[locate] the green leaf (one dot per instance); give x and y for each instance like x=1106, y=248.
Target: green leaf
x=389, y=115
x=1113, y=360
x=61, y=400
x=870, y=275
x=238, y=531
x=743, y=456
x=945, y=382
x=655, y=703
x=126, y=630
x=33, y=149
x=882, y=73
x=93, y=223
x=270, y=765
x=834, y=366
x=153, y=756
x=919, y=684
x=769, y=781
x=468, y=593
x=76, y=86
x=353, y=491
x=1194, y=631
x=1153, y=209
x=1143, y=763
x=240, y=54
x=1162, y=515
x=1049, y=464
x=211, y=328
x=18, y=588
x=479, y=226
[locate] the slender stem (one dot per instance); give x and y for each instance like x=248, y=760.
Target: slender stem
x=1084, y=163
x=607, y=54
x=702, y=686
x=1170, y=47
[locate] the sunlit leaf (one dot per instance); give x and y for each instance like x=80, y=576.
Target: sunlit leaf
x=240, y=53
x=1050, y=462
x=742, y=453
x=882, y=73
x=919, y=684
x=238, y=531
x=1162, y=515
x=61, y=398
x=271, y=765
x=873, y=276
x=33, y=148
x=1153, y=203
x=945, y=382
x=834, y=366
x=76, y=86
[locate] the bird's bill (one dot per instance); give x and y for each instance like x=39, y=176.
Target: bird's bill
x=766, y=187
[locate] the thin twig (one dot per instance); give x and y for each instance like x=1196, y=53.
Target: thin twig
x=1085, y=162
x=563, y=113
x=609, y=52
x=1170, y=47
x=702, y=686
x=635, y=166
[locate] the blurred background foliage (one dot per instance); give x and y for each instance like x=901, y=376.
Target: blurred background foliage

- To do -
Your task is to give the records above again, exactly.

- Correct result -
[locate] the green leaf (one dot per instance); give x and y for each instance like x=1106, y=248.
Target: green leaf
x=389, y=115
x=1113, y=360
x=61, y=400
x=870, y=275
x=238, y=531
x=743, y=456
x=945, y=382
x=655, y=703
x=126, y=630
x=33, y=149
x=882, y=73
x=93, y=223
x=270, y=765
x=834, y=366
x=153, y=756
x=919, y=684
x=769, y=781
x=468, y=593
x=76, y=86
x=353, y=491
x=1194, y=631
x=1153, y=209
x=1143, y=763
x=240, y=54
x=1162, y=515
x=1049, y=464
x=211, y=328
x=18, y=588
x=479, y=226
[locate] the slender stem (one dot per instance); give x and y for each instance like x=248, y=760.
Target: slender stem
x=1084, y=163
x=607, y=54
x=702, y=686
x=1170, y=47
[locate] the sunlit leaf (one dot per instance); give x and y for each instance like x=80, y=576.
Target: sunlit leaf
x=240, y=53
x=1050, y=462
x=742, y=453
x=882, y=73
x=919, y=684
x=238, y=531
x=1162, y=515
x=61, y=398
x=271, y=765
x=873, y=276
x=33, y=148
x=1153, y=203
x=945, y=382
x=834, y=366
x=76, y=86
[locate] the bird's bill (one dot per instance); give x and y for each instance like x=39, y=176.
Target: bird's bill
x=766, y=187
[locate] the thin twig (one dot per instance); give x and y for each instance like x=1196, y=53.
Target: thin twig
x=1085, y=162
x=563, y=113
x=609, y=52
x=1170, y=47
x=702, y=686
x=635, y=166
[locate] the blurred background foliage (one dot per instance); give x and y for each instance like x=901, y=376.
Target: blurred background foliage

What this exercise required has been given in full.